**Instructions for the task**. Print the data again, exactly.

**Exercise material**.
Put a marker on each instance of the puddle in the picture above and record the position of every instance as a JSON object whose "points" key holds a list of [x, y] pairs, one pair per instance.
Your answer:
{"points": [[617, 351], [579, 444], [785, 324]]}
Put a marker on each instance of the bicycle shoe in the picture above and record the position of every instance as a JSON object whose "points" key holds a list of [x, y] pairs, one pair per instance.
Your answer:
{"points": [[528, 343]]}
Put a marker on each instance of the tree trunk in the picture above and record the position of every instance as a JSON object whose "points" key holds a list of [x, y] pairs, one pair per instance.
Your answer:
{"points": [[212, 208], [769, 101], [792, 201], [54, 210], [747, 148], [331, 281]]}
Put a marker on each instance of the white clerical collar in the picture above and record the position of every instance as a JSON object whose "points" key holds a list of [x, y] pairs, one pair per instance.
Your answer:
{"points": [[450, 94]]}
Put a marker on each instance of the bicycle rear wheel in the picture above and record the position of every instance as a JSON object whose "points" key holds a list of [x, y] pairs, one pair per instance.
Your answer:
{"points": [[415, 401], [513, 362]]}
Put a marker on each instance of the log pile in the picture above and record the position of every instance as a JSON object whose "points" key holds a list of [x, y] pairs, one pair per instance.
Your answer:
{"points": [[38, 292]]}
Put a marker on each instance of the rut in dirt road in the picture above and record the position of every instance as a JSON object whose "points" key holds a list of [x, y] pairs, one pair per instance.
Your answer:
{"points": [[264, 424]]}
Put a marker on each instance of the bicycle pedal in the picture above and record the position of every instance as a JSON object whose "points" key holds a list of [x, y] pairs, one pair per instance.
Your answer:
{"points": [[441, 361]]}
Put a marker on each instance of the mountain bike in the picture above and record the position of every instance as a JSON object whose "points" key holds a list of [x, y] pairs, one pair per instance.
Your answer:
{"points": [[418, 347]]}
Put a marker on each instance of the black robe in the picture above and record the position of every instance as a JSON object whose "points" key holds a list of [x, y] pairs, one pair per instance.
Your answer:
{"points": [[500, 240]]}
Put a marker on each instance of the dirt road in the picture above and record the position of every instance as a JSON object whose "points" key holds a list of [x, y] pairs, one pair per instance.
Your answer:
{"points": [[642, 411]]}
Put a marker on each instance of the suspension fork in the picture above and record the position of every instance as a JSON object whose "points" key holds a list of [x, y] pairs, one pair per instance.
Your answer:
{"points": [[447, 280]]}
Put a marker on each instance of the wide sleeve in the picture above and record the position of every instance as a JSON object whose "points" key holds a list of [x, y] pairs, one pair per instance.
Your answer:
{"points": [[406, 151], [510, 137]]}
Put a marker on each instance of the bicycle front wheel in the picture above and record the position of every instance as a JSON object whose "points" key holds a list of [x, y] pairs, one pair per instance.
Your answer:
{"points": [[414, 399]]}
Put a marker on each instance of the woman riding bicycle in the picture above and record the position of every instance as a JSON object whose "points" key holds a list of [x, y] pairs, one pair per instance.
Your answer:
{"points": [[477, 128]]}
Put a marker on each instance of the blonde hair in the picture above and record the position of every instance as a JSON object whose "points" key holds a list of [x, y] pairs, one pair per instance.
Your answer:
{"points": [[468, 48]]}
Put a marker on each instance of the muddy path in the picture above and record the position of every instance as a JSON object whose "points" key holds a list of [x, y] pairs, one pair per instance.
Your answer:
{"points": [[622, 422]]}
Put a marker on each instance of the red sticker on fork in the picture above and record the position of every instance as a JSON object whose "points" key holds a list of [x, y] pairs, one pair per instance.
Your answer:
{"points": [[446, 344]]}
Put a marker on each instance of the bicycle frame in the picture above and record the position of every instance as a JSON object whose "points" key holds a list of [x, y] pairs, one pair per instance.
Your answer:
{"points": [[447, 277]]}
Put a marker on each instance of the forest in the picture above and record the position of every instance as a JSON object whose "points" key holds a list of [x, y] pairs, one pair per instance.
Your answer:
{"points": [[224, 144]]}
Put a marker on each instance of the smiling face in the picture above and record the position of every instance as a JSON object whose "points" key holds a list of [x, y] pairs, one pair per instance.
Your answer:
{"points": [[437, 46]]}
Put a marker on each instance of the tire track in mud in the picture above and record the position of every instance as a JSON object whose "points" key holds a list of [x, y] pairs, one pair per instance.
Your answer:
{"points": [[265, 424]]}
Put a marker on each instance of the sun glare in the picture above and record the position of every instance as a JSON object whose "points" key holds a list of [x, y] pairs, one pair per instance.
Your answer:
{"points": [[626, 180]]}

**Your solution**.
Put a marker on each instance of the puddle in the picture above and record the position of every instance as a JSON object whose "points" key holds a list of [x, y] pairs, one pair per instance.
Your answer:
{"points": [[617, 351], [579, 444], [785, 324]]}
Put a marker on each instance of the bicycle shoe in the picture above and record the position of every instance as a JSON object whose "points" key holds a list of [x, y] pairs, one pair per instance.
Your answer:
{"points": [[528, 343]]}
Put a marker on each instance of the tree trunk in the picture above and record the position of every instance as a JSON object whose "points" key holds a list of [x, y] pairs, one pair per instance.
Your answer:
{"points": [[212, 208], [769, 101], [792, 201], [54, 210], [747, 148], [331, 281]]}
Put a marker on each instance of the white clerical collar in the picture above and record the position of every instance as a JSON object whose "points" key holds a list of [x, y] pairs, one pair per instance.
Your answer:
{"points": [[450, 94]]}
Put a marker on each instance of the bicycle rear wheel in the picture above and record the position of every instance as a JSON object whose "points" key holds a list of [x, y] pairs, one pair per instance.
Your answer:
{"points": [[415, 401], [513, 362]]}
Put a marker on each instance of the log pile in the picture above and record the position of every instance as a JSON object whose "points" key holds a list of [x, y] pairs, one pair per instance.
Your answer:
{"points": [[38, 292]]}
Put a marker on each instance of the rut in dirt road in the picture above and record the position of every instance as a JSON object whose "points" key holds a list of [x, y] pairs, one pair per instance.
Your answer:
{"points": [[264, 424]]}
Put a marker on each instance of the bicycle pedal in the picture above and record the position of every instance as a JSON object whose "points" key holds a list of [x, y] pairs, one pair per instance.
Your answer:
{"points": [[441, 361]]}
Put a marker on each instance of the mountain bike in the picture above and record the position of every instance as a JSON object whose "points" key holds a list of [x, y] pairs, one pair per instance.
Your answer:
{"points": [[418, 347]]}
Put a marker on each instance of the black robe in the picture above and record the position of every instance as a JSON object whose "points" key holds a list of [x, y] pairs, one pair per instance.
Your answer:
{"points": [[500, 240]]}
Put a marker on each instance of the dirt road in the picture above and record the position of every instance as a JSON object whose "points" key holds a list of [x, y] pairs, one pair per instance.
Your answer:
{"points": [[642, 411]]}
Put a marker on each instance of the suspension fork in the picture above and record the position of every instance as a JSON object whose "points" key holds a list of [x, y] pairs, one pair per instance.
Your answer:
{"points": [[447, 280]]}
Put a marker on each instance of the wide sleeve in the picture above and record the position of every instance as a JSON object whose "points" key holds a list of [x, y] pairs, one pair per instance.
Your answer:
{"points": [[406, 151], [510, 137]]}
Put a marker on each instance of the bicycle front wheel in the picture above and record the position of every instance as a JSON object whose "points" key holds a list of [x, y] pairs, one pair per instance.
Your answer:
{"points": [[414, 399]]}
Put a marker on each instance of the woman riding bicycle in the picture above and record the position of every instance as a JSON object whose "points" key holds a list of [x, y] pairs, one pair per instance.
Your answer:
{"points": [[477, 128]]}
Put a marker on each instance of the blonde hair in the picture above and record the position of every instance as a JSON object whose "points" key holds a list of [x, y] pairs, one pair per instance.
Your answer:
{"points": [[468, 48]]}
Put a marker on each instance of the muddy path in the picture above and record the position of every instance as a JSON object whose "points" key holds a list of [x, y] pairs, one pair per instance.
Your answer:
{"points": [[622, 422]]}
Put a marker on each instance of the red sticker on fork in the picture above and record the position of every instance as a JSON object whose "points" key holds a list of [x, y] pairs, one pair per instance.
Your answer:
{"points": [[446, 344]]}
Put a marker on each instance of the bicycle frame in the picture above and record the position of every instance as a JSON object whose "points" key holds a list of [x, y] pairs, one pair per instance.
Your answer:
{"points": [[447, 277]]}
Put a marker on each instance of the forest in the picture above and record the position of every instance as a JSON object whose "points" key holds a list of [x, y] pairs, one pair per instance.
Your answer:
{"points": [[224, 144]]}
Put a marker on each instance of the smiling face in the picture above and record the position of every instance as a JSON object whose "points" key holds a list of [x, y] pairs, one pair per instance.
Your answer:
{"points": [[437, 46]]}
Put a marker on each instance of the tire track in mud in the picture above and record the position of every instance as a JSON object whose "points" key holds a list of [x, y] pairs, one pair per instance.
Your answer:
{"points": [[265, 424]]}
Put a marker on each instance of the sun glare in the picture above and record the position of every instance as a JSON object whose "points" key holds a list of [x, y] pairs, one pair per instance.
Your answer:
{"points": [[626, 180]]}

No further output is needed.